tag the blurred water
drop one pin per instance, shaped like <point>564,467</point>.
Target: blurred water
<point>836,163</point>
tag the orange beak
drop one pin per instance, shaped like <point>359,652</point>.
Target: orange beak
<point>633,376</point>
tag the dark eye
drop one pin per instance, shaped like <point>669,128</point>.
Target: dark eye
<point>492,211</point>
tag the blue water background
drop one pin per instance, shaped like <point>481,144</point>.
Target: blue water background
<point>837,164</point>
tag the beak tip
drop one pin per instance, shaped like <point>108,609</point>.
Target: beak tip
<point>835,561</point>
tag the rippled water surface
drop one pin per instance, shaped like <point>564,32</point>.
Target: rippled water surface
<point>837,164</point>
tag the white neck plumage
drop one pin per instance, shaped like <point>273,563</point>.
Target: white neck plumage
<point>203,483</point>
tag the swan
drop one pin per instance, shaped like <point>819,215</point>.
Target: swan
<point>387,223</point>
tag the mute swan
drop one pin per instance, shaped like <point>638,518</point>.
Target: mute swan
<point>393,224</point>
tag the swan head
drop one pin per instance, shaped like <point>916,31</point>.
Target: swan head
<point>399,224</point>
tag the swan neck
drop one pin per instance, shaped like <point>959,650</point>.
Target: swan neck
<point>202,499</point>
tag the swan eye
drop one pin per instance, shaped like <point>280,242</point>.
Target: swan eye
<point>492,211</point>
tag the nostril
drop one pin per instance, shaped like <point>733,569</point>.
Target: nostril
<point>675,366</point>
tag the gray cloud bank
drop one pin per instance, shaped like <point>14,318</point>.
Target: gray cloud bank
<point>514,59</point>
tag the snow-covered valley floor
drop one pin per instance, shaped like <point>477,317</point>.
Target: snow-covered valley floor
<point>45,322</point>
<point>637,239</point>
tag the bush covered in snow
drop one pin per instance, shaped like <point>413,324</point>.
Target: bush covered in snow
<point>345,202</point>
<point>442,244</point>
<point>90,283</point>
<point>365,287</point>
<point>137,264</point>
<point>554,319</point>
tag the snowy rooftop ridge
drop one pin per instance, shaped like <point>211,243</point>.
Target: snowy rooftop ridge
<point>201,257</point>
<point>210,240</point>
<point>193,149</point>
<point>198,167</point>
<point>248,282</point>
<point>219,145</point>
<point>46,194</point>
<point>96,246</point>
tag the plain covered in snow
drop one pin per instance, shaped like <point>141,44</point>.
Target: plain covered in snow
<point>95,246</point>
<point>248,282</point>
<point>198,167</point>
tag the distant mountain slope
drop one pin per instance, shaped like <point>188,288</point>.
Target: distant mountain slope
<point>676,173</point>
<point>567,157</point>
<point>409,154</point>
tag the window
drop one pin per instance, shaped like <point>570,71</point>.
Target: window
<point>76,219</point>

*TASK PROMPT:*
Update the entries above by replacing every instance of "pin" with "marker", leaving all other wording intact.

*WORKED SOLUTION:*
tag the blurred water
drop one marker per instance, shaped like <point>564,467</point>.
Target: blurred water
<point>836,163</point>
tag the orange beak
drop one marker per instance, shaped like <point>359,652</point>.
Target: orange beak
<point>633,376</point>
tag the dark eye
drop one marker per instance, shaped like <point>669,128</point>.
Target: dark eye
<point>492,211</point>
tag the blue water background
drop one marker per instance, shaped like <point>481,144</point>.
Target: blue water background
<point>837,164</point>
tag the beak tip
drop one marker per instance, shaped like <point>108,609</point>.
Target: beak tip
<point>835,561</point>
tag the rippled water surface
drop one marker per instance, shaped like <point>564,32</point>.
Target: rippled water surface
<point>837,164</point>
tag the white neck plumage
drop one marker per instance, shaped like <point>273,563</point>.
Target: white neck plumage
<point>203,483</point>
tag the swan
drop one marker per instance, shaped like <point>819,215</point>.
Target: swan
<point>387,223</point>
tag the mute swan
drop one marker per instance, shaped like <point>638,518</point>.
Target: mute swan
<point>393,224</point>
tag the swan head
drop one marker per instance, shaped like <point>916,31</point>.
Target: swan head
<point>399,224</point>
tag the swan neck
drop one marker per instance, shaped like <point>959,650</point>.
Target: swan neck
<point>202,499</point>
tag the swan eye
drop one marker per instance, shaped like <point>280,242</point>.
Target: swan eye
<point>492,211</point>
tag the nostril
drop one marker per instance, shaped like <point>733,569</point>.
Target: nostril
<point>675,366</point>
tag the gray cloud bank
drop one marker per instance, shaped like <point>14,318</point>.
Target: gray cloud bank
<point>514,59</point>
tag the snow-covered valley floor
drop one marker per instance, shaped like <point>477,317</point>.
Target: snow-covered valley floor
<point>45,322</point>
<point>637,239</point>
tag the bush covered in snow
drop one marker per instance, shaped like <point>413,324</point>.
Target: bush covered in snow
<point>345,202</point>
<point>442,244</point>
<point>90,283</point>
<point>365,287</point>
<point>137,264</point>
<point>554,319</point>
tag the snowy rooftop ridge
drop one marker per instance, shaped like <point>211,243</point>.
Target: snowy rooftop ridge
<point>201,257</point>
<point>210,240</point>
<point>193,149</point>
<point>198,167</point>
<point>248,282</point>
<point>219,145</point>
<point>46,194</point>
<point>96,246</point>
tag the plain covered in snow
drop one marker per instance, shaped like <point>141,44</point>.
Target: plain covered in snow
<point>95,246</point>
<point>248,282</point>
<point>198,167</point>
tag the distant mountain slope
drop one marker per instance, shaped like <point>188,288</point>.
Target: distant mountain slope
<point>676,173</point>
<point>567,157</point>
<point>409,154</point>
tag the window
drop one marker per instance, shaped like <point>570,71</point>.
Target: window
<point>76,219</point>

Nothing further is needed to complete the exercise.